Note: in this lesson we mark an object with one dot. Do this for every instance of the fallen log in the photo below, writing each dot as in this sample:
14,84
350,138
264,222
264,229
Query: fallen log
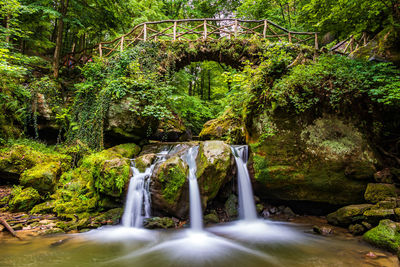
9,228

☆ ☆ ☆

▸ EXERCISE INSTRUCTIONS: Copy every line of the records above word for word, omitting the pictures.

▸ SOLUTION TO THIS PROBLEM:
Note: in this lesson we mark an object with one dot. Do this for every instance of the fallen log in the photo below, writing each dot as in this sample:
14,84
350,138
264,222
264,229
Query: fallen log
9,228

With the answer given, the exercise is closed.